(Extracted records):
****************

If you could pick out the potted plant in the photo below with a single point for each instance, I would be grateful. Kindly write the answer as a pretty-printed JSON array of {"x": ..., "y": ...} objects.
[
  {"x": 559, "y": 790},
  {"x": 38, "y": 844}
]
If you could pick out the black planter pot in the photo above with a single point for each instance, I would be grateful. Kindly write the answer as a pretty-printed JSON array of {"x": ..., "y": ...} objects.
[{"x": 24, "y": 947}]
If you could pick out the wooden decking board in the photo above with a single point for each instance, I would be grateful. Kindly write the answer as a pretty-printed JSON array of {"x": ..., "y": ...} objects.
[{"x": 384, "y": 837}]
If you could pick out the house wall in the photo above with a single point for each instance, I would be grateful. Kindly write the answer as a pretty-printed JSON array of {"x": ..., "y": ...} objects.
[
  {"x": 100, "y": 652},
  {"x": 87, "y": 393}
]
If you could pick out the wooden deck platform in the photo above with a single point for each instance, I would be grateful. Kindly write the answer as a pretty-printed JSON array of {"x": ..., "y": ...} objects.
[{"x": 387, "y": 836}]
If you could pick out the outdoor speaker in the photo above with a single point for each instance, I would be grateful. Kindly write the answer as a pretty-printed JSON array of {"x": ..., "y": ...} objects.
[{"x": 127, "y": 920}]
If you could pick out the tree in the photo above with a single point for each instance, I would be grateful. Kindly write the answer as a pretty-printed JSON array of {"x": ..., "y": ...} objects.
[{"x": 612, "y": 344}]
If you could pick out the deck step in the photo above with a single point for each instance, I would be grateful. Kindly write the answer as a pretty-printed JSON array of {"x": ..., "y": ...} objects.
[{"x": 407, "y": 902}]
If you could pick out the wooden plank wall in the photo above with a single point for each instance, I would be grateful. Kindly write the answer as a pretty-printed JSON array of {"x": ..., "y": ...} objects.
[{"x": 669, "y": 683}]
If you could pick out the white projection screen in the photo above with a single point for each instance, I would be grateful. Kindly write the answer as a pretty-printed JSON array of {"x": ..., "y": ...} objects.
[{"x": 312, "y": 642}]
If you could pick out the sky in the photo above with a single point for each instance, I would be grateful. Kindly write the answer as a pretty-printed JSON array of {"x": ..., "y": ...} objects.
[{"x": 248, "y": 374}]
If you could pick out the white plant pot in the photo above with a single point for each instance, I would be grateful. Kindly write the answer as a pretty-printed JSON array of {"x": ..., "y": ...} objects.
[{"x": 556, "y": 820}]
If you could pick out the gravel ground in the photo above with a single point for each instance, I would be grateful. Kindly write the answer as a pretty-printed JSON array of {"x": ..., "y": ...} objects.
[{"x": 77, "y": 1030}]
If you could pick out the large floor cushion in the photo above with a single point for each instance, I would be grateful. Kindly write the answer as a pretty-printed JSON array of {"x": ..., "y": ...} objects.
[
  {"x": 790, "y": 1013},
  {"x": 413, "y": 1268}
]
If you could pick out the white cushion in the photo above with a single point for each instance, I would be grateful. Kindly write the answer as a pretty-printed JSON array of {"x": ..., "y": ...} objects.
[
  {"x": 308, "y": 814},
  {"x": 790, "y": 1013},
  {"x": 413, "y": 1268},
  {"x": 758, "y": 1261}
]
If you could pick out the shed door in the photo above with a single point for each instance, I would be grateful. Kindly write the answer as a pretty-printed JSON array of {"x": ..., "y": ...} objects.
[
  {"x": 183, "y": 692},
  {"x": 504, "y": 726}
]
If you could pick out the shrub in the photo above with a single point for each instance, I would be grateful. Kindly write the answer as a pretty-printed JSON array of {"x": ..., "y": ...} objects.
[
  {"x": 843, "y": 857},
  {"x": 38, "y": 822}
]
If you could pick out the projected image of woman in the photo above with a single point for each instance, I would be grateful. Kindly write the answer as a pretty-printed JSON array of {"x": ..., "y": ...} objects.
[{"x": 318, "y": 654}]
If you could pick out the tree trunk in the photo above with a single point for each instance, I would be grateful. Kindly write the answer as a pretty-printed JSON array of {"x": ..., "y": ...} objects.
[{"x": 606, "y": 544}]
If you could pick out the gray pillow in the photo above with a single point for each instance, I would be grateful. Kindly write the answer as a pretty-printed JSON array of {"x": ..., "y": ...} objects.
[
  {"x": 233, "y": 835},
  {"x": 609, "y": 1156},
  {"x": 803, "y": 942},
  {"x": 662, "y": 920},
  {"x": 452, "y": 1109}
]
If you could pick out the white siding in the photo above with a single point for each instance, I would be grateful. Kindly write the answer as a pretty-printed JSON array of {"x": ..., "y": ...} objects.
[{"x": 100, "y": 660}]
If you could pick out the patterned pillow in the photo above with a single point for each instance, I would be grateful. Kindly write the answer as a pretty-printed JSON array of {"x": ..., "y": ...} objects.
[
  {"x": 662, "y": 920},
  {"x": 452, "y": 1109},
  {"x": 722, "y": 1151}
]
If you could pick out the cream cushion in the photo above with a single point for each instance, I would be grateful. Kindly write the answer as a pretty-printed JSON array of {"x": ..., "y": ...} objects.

****************

Restate the data above in full, keeping every word as it is.

If you could pick out the potted plant in the photo below with a single point for each instance, I would be grateful. Kindly write the answer as a pretty-printed JSON array of {"x": ..., "y": ...} objects.
[
  {"x": 559, "y": 790},
  {"x": 38, "y": 844}
]
If you could pick out the black planter pot in the photo above with a single point for each instance, I would be grateful. Kindly write the answer as a pretty-printed JSON array of {"x": ..., "y": ...} objects.
[{"x": 24, "y": 947}]
If you could pick out the wooden decking board in the photo above with a single point for each instance, I would be grateful. Kindly write the answer as a pretty-printed JSON array of {"x": ..., "y": ...} objects.
[{"x": 384, "y": 837}]
If you could pick out the house wall in the photo above with a single point for each instance, I would be grateful. Kindly write the answer as a pretty-printed JSON array of {"x": ..., "y": ...} objects.
[
  {"x": 100, "y": 652},
  {"x": 87, "y": 393}
]
If you could pick out the wooden deck platform in the photo above with a single point for each instance, I would be grateful. Kindly write the answer as a pretty-printed JSON array of {"x": ..., "y": ...} objects.
[{"x": 387, "y": 836}]
If you could pick out the outdoor speaker in the photo above with a single point for each instance, I would be grateful. Kindly write the answer as a pretty-printed JSON array of {"x": ..., "y": ...} objects.
[{"x": 127, "y": 920}]
If you could pick out the tree in the photo above with a single point for each instance, I would be grateful. Kindly write the answer as a pretty-printed JSON array of {"x": ..., "y": ...} objects.
[{"x": 612, "y": 344}]
If you could pick out the deck step in the photo above with a single point for each instance, I would be grateful. Kindly write the answer as a pretty-printed JSON array of {"x": ..., "y": ...} objects.
[{"x": 407, "y": 902}]
If you could pick out the wooden plank wall in the photo above with a single point for each instance, I would be grateful. Kindly write the answer as a pretty-printed JSON array of {"x": ..., "y": ...} objects.
[{"x": 669, "y": 683}]
If you could pick out the white projection screen in the photo above with a single point for each instance, I would be grateful. Kindly write the answer as a pretty-printed JSON array of {"x": ..., "y": ...} objects.
[{"x": 312, "y": 642}]
If you could pick out the sky in the photo above with a single point for each instance, I would be grateful. Kindly write the answer as a pretty-printed JSON array of {"x": ..., "y": ...} objects.
[{"x": 248, "y": 374}]
If you could pick out the white plant pot in the photo above with a single point for each instance, I would be grateful. Kindly write the answer as a pretty-printed JSON array of {"x": ..., "y": ...} objects.
[{"x": 556, "y": 820}]
If you could pick out the gravel ground in the photo above with a single point for each instance, I would be grateful. Kindly write the answer as a pretty-printed JSON array of {"x": ..., "y": ...} objects.
[{"x": 77, "y": 1030}]
If you could pick out the large floor cushion in the photo above with a single point for each instance, I would be grateful. Kindly write the answer as a pretty-printed JSON array of {"x": ..., "y": ...} objects.
[
  {"x": 790, "y": 1013},
  {"x": 413, "y": 1268}
]
If you could pick out the white cushion in the photo above with a single point for each instance, I would be grateful. Kindly write the answer as a pretty-printed JSON array of {"x": ..., "y": ...} objects.
[
  {"x": 308, "y": 814},
  {"x": 790, "y": 1013},
  {"x": 413, "y": 1268},
  {"x": 758, "y": 1261}
]
If you could pick out the shed door in the photo above with a single point for each instance, I would be grateful. Kindly write the answer as a pretty-printed JSON array of {"x": ..., "y": ...} objects.
[
  {"x": 183, "y": 692},
  {"x": 504, "y": 726}
]
If you could pick out the shrub in the photo above with a single point for each instance, I would be grateful. Kindly write the answer as a pretty-printed JSON array of {"x": ..., "y": ...} objects.
[
  {"x": 843, "y": 857},
  {"x": 38, "y": 822}
]
If you could pick out the projected image of woman in the photo above with a single point for each instance, I would be grateful. Kindly write the answer as a pretty-printed JSON array of {"x": ..., "y": ...} objects.
[{"x": 318, "y": 654}]
If you could pick out the tree trunk in the photo above with a single point for each instance, I would be grateful. Kindly write the answer as a pretty-printed JSON array of {"x": ..., "y": ...} objects.
[{"x": 606, "y": 544}]
If you could pick out the gray pillow in the photo above with a single point for each instance, I would be grateful. Kindly write the answer as a pretty-printed JSON array of {"x": ..., "y": ...} objects.
[
  {"x": 233, "y": 835},
  {"x": 609, "y": 1156},
  {"x": 803, "y": 942},
  {"x": 662, "y": 920},
  {"x": 452, "y": 1109}
]
If you could pick out the white siding in the photo above with a single point for each instance, I would be grateful. Kindly write the answer as a pretty-printed JSON array of {"x": ..., "y": ...} objects.
[{"x": 100, "y": 660}]
If you could pick out the patterned pillow in the photo above with a single point for each instance, I would be grateful. Kindly write the answer as a pretty-printed JSON array of {"x": ..., "y": ...} objects.
[
  {"x": 662, "y": 920},
  {"x": 452, "y": 1109},
  {"x": 722, "y": 1151}
]
If you could pick out the cream cushion in the photo above with a single point for each instance, I would be grateful. Kindly write the answer as a pretty-printed JSON array of {"x": ..., "y": ...} objects.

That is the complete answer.